- [EXERCISE INSTRUCTIONS]:
In the listing below, please print the line that contains "Where can the photo of man" and every line that follows it, exactly.
--- Start DATA SHOWN ---
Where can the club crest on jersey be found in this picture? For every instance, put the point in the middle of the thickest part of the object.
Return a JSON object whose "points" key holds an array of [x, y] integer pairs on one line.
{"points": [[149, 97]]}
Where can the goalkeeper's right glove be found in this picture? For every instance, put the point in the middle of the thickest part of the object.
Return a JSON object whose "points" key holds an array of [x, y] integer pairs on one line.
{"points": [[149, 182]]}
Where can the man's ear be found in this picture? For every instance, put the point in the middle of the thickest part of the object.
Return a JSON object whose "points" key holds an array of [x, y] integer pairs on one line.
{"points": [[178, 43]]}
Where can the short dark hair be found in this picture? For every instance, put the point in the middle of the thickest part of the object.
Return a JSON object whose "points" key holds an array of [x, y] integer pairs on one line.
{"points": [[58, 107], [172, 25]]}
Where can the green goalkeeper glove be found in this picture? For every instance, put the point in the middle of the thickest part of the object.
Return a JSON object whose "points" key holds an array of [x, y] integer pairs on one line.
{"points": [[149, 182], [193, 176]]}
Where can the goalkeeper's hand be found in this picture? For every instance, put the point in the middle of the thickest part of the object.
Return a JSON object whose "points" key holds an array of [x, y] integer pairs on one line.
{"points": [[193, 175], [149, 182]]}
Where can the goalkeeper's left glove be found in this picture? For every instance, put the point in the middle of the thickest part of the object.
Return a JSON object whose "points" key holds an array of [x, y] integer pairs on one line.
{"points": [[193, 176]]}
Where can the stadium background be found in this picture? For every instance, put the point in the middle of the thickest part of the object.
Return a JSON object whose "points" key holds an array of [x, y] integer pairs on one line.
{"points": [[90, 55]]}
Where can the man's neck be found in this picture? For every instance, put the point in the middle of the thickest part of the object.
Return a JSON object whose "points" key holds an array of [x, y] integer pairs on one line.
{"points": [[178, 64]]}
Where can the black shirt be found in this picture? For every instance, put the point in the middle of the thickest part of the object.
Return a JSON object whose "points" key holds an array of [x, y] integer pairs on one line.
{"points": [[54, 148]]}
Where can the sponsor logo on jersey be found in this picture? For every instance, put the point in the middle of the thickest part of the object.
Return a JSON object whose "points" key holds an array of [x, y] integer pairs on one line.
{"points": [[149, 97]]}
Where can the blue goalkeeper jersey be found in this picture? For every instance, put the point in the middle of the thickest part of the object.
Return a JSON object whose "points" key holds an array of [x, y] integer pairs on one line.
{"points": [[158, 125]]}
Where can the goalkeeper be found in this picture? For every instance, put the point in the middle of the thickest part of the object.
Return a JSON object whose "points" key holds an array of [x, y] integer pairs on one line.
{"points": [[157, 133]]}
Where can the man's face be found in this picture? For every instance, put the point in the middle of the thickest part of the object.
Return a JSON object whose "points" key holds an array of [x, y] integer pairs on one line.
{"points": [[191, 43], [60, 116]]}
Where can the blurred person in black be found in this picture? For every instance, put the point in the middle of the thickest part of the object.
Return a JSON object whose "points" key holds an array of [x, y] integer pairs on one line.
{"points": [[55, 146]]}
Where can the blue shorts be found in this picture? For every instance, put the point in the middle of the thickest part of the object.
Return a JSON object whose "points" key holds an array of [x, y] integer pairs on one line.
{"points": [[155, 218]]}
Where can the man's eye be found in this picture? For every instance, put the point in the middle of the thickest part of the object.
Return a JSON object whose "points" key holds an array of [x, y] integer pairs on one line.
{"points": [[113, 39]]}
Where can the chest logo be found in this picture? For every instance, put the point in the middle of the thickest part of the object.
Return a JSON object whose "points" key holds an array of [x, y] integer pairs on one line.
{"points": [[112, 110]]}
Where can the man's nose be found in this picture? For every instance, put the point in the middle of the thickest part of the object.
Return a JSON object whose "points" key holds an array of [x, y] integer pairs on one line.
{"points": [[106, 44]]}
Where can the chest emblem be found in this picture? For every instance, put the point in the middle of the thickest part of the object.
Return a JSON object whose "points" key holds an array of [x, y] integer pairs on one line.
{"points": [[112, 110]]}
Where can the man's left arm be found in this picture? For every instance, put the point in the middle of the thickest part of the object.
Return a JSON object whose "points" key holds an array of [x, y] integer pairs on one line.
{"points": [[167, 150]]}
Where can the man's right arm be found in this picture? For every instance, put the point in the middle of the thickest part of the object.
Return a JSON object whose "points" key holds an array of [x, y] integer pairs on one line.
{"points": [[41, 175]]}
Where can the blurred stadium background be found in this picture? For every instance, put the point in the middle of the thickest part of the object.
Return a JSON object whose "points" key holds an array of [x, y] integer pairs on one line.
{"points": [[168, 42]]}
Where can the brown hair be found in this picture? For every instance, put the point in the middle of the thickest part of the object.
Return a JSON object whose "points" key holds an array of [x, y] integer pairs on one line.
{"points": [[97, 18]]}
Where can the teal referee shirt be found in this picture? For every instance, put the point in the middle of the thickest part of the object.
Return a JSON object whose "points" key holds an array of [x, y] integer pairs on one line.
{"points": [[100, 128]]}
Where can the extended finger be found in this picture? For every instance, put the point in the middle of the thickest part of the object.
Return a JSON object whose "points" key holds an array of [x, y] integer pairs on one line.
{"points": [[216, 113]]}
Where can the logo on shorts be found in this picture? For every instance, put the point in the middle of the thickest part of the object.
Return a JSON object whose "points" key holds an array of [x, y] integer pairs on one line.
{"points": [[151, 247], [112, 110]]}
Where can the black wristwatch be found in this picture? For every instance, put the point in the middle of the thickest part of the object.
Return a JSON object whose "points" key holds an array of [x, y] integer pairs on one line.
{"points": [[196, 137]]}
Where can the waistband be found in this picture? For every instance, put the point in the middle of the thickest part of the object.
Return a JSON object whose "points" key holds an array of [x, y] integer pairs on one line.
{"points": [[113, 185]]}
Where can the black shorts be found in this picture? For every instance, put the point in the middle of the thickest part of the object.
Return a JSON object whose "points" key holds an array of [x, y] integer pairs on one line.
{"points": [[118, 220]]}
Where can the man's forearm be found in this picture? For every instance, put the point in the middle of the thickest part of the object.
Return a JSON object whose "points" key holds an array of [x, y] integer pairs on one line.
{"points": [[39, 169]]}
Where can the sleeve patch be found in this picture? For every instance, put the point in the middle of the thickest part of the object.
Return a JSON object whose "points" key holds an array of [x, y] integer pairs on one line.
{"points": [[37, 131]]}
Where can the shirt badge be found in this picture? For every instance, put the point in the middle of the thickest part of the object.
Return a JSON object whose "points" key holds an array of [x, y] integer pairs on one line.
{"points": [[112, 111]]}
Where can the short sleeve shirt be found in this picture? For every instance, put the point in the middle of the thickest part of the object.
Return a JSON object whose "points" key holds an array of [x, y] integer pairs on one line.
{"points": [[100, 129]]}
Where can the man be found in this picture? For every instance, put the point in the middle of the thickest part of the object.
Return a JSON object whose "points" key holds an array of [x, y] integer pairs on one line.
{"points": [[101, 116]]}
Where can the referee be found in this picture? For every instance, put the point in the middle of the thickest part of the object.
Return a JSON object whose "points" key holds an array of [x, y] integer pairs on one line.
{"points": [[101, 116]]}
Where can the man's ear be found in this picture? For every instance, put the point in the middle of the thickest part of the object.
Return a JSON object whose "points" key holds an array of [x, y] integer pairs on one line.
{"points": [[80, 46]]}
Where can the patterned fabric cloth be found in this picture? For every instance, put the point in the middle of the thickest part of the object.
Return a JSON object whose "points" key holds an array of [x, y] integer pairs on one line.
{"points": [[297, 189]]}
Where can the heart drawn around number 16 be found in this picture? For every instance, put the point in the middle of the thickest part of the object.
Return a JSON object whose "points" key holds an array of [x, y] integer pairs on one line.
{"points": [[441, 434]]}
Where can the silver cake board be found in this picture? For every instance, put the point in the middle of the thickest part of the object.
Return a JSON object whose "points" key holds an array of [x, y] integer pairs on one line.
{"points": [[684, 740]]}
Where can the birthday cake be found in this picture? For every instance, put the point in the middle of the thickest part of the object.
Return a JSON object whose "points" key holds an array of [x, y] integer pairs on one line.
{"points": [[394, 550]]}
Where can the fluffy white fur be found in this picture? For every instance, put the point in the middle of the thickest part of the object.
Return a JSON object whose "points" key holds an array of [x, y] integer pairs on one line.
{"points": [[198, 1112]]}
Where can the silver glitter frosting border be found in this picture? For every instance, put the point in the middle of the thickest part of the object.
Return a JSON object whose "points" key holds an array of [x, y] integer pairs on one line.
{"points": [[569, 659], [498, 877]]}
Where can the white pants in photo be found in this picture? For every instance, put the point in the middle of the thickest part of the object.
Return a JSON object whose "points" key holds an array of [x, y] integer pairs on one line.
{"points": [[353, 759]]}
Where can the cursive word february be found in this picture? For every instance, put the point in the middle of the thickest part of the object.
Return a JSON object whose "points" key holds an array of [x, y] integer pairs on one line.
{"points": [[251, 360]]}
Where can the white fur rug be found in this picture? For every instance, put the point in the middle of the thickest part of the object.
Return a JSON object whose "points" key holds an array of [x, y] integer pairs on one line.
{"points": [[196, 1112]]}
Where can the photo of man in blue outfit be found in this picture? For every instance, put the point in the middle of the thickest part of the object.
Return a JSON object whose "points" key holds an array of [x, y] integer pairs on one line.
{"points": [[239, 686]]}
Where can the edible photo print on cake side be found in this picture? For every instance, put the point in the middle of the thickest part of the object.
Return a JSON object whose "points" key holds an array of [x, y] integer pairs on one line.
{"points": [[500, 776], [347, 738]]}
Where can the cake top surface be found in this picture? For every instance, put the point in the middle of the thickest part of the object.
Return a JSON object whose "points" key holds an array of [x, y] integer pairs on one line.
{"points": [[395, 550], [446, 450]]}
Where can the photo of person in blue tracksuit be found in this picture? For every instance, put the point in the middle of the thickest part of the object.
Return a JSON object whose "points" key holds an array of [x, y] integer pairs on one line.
--- End DATA SHOWN ---
- [FINAL RESULT]:
Where can the photo of man in blue outfit be found in this picture? For every instance, put the point in the middle of the thickest part of the object.
Return a JSON object whose "points" key holds an array of [x, y] integer pairs on one line.
{"points": [[239, 686]]}
Where can the edible photo print on cake side be found in this picture? For every instance, put the point in the middle of the thickest part of the object.
Return a JSON object whose "points" key holds an array of [x, y] integer pairs on one line.
{"points": [[500, 776], [347, 738]]}
Where can the cake top surface be found in this picture? For every instance, put the point in the middle of the thickest part of the object.
Return a JSON object whose "points" key holds an array of [x, y] integer pairs on one line.
{"points": [[395, 550], [446, 450]]}
Where can the photo of person in blue tracksuit be found in this picture? For every instance, put the point in the middle of the thickest part of the object.
Return a JSON object whose "points" key holds an array of [x, y] integer pairs on one line.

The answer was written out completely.